• _Exercise details_
Below are the records; copy each line in them that holds the word "window".

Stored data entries

%%

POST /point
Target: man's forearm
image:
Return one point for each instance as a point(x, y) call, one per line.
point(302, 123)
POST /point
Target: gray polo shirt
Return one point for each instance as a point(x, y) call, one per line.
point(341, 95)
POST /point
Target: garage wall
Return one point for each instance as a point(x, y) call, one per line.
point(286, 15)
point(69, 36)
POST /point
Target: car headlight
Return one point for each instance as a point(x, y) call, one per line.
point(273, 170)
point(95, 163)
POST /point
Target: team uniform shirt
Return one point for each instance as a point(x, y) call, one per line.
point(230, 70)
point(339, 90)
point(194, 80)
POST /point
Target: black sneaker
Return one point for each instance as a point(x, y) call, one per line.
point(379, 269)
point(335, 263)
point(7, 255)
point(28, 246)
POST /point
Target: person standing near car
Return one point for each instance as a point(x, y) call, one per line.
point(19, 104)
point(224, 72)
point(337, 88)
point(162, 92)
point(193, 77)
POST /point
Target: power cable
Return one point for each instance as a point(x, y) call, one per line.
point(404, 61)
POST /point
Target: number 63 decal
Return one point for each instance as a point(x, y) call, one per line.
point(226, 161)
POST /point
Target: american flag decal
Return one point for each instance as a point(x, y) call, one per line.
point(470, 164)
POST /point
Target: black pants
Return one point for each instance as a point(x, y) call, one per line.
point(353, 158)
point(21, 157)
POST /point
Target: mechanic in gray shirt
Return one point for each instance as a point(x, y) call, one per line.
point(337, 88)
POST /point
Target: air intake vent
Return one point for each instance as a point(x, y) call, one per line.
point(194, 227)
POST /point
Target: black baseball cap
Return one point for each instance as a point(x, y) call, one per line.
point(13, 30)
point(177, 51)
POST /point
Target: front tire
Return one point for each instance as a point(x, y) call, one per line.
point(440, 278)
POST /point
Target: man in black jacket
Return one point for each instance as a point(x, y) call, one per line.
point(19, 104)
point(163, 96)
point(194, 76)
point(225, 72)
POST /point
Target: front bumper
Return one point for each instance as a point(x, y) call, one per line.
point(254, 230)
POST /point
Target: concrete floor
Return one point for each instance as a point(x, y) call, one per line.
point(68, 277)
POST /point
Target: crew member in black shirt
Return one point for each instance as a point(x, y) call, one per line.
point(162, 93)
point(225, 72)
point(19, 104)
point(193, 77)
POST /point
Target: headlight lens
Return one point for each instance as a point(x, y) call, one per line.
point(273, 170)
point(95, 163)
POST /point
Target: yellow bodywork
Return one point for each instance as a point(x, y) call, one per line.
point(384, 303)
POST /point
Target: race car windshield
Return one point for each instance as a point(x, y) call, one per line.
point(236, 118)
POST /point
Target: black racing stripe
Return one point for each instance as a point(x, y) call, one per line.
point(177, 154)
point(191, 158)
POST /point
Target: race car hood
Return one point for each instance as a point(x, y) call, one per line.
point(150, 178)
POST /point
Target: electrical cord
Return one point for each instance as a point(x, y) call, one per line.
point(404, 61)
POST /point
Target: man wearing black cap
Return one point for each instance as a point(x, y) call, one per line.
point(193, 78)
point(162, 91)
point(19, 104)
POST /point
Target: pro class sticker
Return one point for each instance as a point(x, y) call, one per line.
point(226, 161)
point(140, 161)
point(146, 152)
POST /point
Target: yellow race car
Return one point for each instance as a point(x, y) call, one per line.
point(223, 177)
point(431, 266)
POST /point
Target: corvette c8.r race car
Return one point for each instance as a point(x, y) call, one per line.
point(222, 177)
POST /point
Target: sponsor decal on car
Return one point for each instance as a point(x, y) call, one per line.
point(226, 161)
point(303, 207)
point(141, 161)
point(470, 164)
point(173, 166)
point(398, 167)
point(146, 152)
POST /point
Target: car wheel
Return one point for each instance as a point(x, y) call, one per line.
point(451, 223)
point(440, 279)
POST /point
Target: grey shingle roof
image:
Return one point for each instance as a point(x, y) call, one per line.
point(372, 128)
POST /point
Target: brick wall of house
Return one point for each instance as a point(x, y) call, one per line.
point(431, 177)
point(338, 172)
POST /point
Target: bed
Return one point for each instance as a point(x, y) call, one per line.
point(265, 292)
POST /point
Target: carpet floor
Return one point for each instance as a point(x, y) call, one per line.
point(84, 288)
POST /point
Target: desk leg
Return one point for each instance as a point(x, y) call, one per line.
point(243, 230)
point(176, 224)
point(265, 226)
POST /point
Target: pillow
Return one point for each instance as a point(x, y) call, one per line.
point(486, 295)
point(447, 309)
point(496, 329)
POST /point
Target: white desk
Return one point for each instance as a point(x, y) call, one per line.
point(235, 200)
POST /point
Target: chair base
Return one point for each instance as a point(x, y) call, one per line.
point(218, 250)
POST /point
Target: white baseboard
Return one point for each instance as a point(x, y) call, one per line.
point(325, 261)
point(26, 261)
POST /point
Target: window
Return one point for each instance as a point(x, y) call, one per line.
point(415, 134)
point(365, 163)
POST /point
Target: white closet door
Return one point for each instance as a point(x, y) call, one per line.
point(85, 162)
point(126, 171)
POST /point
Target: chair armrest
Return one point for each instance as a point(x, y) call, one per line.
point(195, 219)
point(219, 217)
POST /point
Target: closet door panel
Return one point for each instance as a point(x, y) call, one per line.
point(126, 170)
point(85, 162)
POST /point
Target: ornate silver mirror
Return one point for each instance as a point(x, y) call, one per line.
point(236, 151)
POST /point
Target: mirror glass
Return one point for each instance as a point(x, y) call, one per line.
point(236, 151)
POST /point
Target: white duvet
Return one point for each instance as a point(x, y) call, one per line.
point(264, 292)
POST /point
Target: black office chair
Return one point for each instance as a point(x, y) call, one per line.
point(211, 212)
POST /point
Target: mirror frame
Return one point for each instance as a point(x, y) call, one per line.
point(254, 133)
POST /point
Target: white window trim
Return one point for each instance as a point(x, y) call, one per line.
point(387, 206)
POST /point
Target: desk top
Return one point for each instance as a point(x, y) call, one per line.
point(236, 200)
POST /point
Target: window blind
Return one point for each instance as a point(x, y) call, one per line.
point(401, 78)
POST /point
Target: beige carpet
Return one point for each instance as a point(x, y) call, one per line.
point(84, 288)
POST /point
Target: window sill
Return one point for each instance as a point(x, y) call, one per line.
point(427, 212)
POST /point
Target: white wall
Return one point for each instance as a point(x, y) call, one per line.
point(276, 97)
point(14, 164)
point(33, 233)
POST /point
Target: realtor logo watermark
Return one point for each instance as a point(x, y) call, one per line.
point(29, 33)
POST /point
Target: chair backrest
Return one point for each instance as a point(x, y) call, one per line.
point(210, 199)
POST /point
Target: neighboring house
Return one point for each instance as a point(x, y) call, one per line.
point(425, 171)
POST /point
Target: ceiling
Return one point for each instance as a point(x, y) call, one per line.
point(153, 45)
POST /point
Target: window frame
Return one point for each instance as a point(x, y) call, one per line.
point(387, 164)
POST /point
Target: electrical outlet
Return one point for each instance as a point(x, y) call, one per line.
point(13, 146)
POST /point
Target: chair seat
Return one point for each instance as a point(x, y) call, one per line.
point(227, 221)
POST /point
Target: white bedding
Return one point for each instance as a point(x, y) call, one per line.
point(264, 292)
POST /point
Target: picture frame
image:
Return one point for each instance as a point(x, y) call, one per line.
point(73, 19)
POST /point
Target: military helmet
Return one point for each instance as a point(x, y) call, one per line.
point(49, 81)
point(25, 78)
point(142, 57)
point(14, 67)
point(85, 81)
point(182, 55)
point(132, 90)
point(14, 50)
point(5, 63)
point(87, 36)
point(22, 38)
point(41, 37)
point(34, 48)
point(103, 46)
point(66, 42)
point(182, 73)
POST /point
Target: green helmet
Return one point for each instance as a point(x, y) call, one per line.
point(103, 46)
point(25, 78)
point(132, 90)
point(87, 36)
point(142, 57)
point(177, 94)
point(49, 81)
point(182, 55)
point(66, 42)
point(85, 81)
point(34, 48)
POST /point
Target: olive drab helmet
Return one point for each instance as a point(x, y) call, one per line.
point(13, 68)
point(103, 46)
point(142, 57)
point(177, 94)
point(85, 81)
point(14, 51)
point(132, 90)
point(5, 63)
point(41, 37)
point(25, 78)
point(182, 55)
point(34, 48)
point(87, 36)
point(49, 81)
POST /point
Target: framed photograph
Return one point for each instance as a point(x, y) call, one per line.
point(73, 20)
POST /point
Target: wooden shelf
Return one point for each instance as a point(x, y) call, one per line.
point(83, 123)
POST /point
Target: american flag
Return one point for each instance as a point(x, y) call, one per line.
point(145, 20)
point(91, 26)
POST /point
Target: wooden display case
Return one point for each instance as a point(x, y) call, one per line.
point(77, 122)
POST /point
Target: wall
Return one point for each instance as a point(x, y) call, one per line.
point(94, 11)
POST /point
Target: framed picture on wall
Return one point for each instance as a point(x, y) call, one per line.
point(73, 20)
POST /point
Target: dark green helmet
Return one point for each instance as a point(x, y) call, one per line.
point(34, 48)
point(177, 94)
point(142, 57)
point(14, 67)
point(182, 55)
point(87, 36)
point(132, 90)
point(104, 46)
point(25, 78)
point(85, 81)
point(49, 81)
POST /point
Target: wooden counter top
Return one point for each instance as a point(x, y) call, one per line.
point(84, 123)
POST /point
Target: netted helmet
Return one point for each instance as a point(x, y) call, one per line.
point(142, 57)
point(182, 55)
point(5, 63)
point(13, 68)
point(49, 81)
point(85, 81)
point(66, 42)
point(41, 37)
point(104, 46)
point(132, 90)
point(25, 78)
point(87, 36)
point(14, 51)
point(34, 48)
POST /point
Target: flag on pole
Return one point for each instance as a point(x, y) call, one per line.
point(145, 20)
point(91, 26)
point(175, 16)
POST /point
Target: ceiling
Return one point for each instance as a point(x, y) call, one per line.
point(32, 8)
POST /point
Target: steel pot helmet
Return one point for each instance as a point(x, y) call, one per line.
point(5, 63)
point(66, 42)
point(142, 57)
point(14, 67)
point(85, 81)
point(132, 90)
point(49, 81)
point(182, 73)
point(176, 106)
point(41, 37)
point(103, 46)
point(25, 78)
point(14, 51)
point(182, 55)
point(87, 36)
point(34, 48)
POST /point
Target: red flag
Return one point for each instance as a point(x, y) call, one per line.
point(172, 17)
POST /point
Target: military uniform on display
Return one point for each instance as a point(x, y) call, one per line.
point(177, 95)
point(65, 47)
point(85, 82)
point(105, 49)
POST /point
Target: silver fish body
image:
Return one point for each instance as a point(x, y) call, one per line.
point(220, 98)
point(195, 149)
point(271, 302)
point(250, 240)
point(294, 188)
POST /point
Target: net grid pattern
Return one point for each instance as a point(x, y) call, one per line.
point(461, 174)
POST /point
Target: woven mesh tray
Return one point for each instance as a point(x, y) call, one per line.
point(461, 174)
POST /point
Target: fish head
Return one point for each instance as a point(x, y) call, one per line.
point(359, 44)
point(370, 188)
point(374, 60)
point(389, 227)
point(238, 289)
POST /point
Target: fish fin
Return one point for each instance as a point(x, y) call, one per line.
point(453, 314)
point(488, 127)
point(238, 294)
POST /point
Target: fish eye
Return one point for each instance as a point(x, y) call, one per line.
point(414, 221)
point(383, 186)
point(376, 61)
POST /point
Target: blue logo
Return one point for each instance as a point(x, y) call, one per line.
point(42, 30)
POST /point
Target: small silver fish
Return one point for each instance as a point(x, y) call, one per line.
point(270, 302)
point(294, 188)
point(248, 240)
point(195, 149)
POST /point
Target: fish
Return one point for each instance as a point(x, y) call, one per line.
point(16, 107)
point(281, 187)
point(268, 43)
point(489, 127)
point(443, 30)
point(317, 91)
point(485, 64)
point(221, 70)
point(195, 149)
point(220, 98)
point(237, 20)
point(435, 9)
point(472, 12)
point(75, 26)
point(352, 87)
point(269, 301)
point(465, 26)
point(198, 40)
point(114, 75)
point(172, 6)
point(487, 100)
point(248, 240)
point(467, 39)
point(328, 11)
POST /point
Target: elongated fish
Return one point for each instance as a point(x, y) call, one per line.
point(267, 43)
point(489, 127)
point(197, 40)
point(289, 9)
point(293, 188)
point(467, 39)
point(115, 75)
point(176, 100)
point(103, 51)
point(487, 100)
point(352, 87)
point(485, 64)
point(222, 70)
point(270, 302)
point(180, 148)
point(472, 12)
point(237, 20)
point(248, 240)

%%

• _Reply_
Target: window
Target: white window trim
Target: window blind
Target: window sill
Target: window frame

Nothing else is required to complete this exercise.